Problems and tasks ▸
**1.** Answer these questions from the text on coconut oil:
(a) Which form of saturated fat in coconut oil does the text say promotes good HDL cholesterol?
(b) What kind of patients were mostly studied in the cited study?
**2.** From the text on coconut oil, list every effect on patients that the title of the cited study attributes to a coconut extra virgin oil-rich diet.
**3.** Rewrite the paragraph of the text on coconut oil that begins "Not all saturated fats are created equal" as a short bulleted list that keeps its main facts.

Text under study ▸

###

In doing research for my book, I came upon several reputable sources that were clearly against all forms of saturated fats. But knowing what I know now, despite these sources, I could not, in good conscience, name these fats “bad.” There are some really healthy and even beneficial qualities to consuming them.
Not all saturated fats are created equal. For decades, professionals have been saying that coconut oil was bad for your heart because of its high saturated fat content. There is still a controversy brewing in the health community. The fact is, coconut oil contains lauric acid – a form of saturated fat which promotes good HDL cholesterol.[i] [ii] [iii] Coconut oil is mostly comprised of medium chain triglycerides (MCT), which are much easier for the body to process than your typical long chain triglycerides (LCT) that are found in other sources of fat.[iv] [v] [vi] [vii]
Some in the health community preach that coconut oil is bad for the heart, and also is the cause for weight gain because of its fat content. Based on the evidence that I uncovered, this argument is completely blown out of the water. Consider a study entitled, “A coconut extra virgin oil-rich diet increases HDL cholesterol and decreases waist circumference and body mass in coronary artery disease patients.” [viii]
Just the name of the study alone asserts that coconut oil increases good cholesterol and promotes weight loss. The conclusion is equally as powerful, especially that the study was conducted on mostly elderly patients with coronary artery disease, who lost the weight and increased their good cholesterol. [ix] What that means is that even though some in the health community believe that coconut oil is bad for cardiovascular system and promotes weigh gain, this study rips their argument to shreds.

###

Collected data ▸

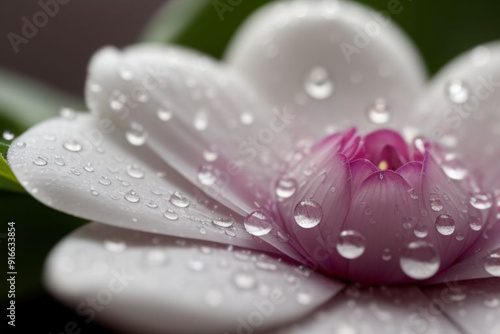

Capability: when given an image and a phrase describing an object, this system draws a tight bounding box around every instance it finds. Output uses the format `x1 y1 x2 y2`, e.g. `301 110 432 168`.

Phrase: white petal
8 114 269 249
226 0 424 137
86 45 291 214
414 42 500 189
276 285 460 334
45 223 342 333
423 278 500 334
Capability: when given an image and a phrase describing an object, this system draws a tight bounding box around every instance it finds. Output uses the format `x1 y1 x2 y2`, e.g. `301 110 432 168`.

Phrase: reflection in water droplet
366 99 391 124
484 249 500 277
293 199 323 228
446 80 469 104
337 230 366 260
163 209 179 220
436 214 455 235
243 211 272 237
124 190 141 203
169 191 189 208
304 67 335 100
63 139 83 152
399 241 440 279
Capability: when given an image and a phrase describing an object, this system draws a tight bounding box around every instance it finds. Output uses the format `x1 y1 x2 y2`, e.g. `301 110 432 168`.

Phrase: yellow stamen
378 160 389 170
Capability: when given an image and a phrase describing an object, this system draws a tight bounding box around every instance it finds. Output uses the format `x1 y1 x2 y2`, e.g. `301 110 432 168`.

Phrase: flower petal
86 45 294 214
8 114 270 249
45 223 342 333
422 278 500 334
273 285 461 334
412 42 500 190
226 0 424 137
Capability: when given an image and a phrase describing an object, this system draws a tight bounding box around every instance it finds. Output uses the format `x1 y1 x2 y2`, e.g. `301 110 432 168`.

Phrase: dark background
0 0 500 334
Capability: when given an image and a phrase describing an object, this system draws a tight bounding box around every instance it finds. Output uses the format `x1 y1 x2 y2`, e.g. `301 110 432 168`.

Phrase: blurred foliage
142 0 500 74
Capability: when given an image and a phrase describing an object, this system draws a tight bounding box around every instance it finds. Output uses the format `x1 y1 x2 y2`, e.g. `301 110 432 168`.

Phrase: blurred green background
0 0 500 333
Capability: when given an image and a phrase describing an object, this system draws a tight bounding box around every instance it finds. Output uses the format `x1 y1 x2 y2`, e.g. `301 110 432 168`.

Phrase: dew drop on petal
484 249 500 277
169 191 190 208
293 199 323 228
436 214 455 235
366 99 391 124
163 209 179 220
304 67 335 100
275 177 297 199
243 211 272 237
446 80 469 104
337 230 366 260
399 241 441 279
63 139 83 152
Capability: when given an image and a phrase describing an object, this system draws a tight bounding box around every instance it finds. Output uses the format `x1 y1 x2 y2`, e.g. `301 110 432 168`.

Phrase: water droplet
193 109 208 131
83 162 94 173
99 175 111 186
125 164 145 179
470 194 493 210
124 190 141 203
198 165 219 186
125 122 148 146
399 241 440 279
104 240 127 253
293 199 323 228
429 193 444 212
169 191 189 208
33 157 47 166
484 249 500 277
163 209 179 220
233 272 257 290
446 80 469 104
382 248 392 261
436 214 455 235
275 177 297 199
63 139 83 152
469 216 483 231
156 109 173 122
337 230 366 260
243 211 272 236
212 217 234 228
304 67 335 100
2 130 14 140
367 99 391 124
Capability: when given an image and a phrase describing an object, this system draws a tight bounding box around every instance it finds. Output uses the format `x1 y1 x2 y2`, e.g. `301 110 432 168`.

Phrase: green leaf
0 69 83 135
141 0 272 58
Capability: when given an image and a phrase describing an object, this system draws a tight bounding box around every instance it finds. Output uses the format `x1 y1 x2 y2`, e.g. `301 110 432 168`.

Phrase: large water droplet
243 211 272 237
366 99 391 124
484 249 500 277
169 191 189 208
399 241 440 279
446 80 469 104
436 214 455 235
293 199 323 228
304 67 335 100
275 177 297 199
63 139 83 152
337 230 366 260
125 122 148 146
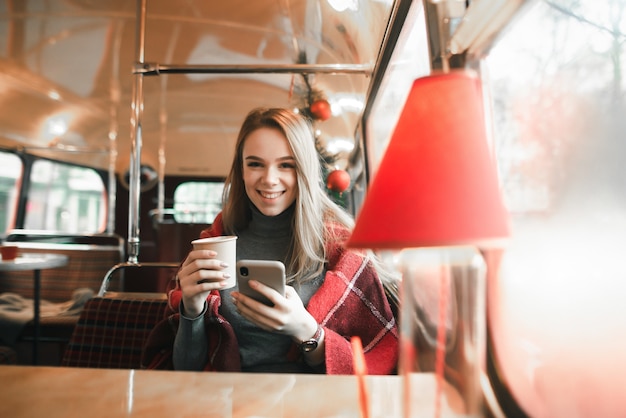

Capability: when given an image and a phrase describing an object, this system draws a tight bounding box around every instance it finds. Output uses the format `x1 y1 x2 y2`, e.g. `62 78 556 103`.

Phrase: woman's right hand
178 250 230 318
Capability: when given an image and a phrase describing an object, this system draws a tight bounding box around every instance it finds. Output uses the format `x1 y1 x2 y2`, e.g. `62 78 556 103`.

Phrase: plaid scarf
142 214 398 374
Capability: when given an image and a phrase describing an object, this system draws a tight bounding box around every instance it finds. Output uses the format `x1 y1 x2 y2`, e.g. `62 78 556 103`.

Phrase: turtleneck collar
248 203 296 237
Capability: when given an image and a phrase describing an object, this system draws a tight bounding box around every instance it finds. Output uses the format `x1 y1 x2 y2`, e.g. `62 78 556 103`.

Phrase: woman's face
242 128 298 216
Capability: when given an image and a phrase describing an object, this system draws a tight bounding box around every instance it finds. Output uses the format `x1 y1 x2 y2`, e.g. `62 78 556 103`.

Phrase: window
0 152 24 232
24 160 107 233
483 0 626 417
174 182 224 224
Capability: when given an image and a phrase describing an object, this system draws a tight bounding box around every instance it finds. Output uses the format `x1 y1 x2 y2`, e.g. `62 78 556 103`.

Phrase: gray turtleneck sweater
174 205 324 373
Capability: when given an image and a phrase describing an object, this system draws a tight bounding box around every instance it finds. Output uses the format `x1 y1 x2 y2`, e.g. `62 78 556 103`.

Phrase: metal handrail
98 262 180 297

###

Answers to each task ▸
**1.**
(a) Lauric acid.
(b) Mostly elderly patients with coronary artery disease.

**2.**
- Increases HDL cholesterol
- Decreases waist circumference
- Decreases body mass

**3.**
- Not all saturated fats are created equal.
- For decades, professionals have said coconut oil is bad for the heart because of its high saturated fat content, and the controversy continues in the health community.
- Coconut oil contains lauric acid, a saturated fat that promotes good HDL cholesterol.
- Coconut oil is mostly medium chain triglycerides (MCT). The body processes these much more easily than the long chain triglycerides (LCT) found in other sources of fat.